- 练习题 1: 把题解里的英文句子“The solution set must not contain duplicate combinations.”译成中文。
- 练习题 2: 请原样照录题解中从“Elements in a”起，一直到“contain duplicate combinations.”为止的全部文字。

- 提取文本:
------------------------------------------------------------

[leetcode-39]Combination Sum(java)

问题描述：

Given a set of candidate numbers (C) and a target number (T), find all unique combinations in C where the candidate numbers sums to T.

The same repeated number may be chosen from C unlimited number of times.

Note:

All numbers (including target) will be positive integers.

Elements in a combination (a1, a2, … , ak) must be in non-descending order. (ie, a1 ≤ a2 ≤ … ≤ ak).

The solution set must not contain duplicate combinations.

For example, given candidate set 2,3,6,7 and target 7,

A solution set is:

[7]

[2, 2, 3]

分析：这道题如果不用DFS，如果不用递归+剪枝，那么需要很多很多细节来考虑，我之前觉得递归太耗资源，所以希望直接做，但是还是理不清思路。而且递归的方法，就好像已经是一个定式了，只要按照一定模式去做，就可以肯定返回正确答案了。

代码如下：344ms

[code]public class Solution {
    private void solve(List<List<Integer>> res,int currentIndex,int count,List<Integer> tmp,int[] candidates,int target){
        if(count>=target) {
            if(count==target)
                res.add(new LinkedList<>(tmp));
            return;
        }

        for(int i = currentIndex;i<candidates.length;i++){
            if(count+candidates[i]>target){
                break;
            }
            tmp.add(candidates[i]);
            solve(res,i,count+candidates[i],tmp,candidates,target);
            tmp.remove(tmp.size()-1);
        }
    }
    public List<List<Integer>> combinationSum(int[] candidates, int target) {
        List<List<Integer>> res = new LinkedList<List<Integer>>();
        List<Integer> tmp = new LinkedList<>();
        Arrays.sort(candidates);

        solve(res,0,0,tmp,candidates,target);
        return res;
    }
}

------------------------------------------------------------

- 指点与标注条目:
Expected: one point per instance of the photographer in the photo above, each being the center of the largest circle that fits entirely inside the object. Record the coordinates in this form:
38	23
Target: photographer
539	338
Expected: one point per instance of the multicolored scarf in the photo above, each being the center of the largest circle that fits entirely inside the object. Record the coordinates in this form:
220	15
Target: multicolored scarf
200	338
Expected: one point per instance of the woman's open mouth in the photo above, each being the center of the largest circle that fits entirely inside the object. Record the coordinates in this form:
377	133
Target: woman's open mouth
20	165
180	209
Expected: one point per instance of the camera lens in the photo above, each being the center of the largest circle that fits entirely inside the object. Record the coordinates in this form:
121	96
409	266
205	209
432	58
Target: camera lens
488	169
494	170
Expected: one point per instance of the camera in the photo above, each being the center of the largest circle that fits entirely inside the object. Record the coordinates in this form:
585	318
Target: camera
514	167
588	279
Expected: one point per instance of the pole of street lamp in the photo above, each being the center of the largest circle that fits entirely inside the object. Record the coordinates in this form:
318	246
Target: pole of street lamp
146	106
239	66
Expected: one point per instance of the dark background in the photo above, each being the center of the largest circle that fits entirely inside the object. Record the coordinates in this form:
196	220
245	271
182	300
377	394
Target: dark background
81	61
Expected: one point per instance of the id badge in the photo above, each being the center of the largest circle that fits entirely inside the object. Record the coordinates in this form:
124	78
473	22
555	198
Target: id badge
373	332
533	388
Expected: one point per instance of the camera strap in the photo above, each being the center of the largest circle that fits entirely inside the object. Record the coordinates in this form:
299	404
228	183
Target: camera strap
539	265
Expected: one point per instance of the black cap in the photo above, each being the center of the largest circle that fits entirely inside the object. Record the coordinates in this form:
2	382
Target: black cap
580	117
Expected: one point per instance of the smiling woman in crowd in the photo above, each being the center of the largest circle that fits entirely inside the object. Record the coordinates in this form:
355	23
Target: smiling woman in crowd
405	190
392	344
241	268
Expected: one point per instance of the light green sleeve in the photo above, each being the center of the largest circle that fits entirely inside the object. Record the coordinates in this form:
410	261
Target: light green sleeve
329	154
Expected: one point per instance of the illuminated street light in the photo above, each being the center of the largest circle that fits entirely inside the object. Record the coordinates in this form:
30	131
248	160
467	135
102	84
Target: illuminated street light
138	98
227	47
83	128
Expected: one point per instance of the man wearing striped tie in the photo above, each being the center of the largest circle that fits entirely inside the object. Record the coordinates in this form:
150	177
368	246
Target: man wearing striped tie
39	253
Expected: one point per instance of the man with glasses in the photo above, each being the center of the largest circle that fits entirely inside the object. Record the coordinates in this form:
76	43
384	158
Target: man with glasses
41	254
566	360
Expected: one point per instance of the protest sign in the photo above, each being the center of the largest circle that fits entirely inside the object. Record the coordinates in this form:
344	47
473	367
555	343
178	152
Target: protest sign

------------------------------------------------------------

- 参考解答 1: 解集中不能包含重复的组合。

- 参考解答 2:
Elements in a combination (a1, a2, … , ak) must be in non-descending order. (ie, a1 ≤ a2 ≤ … ≤ ak).

The solution set must not contain duplicate combinations.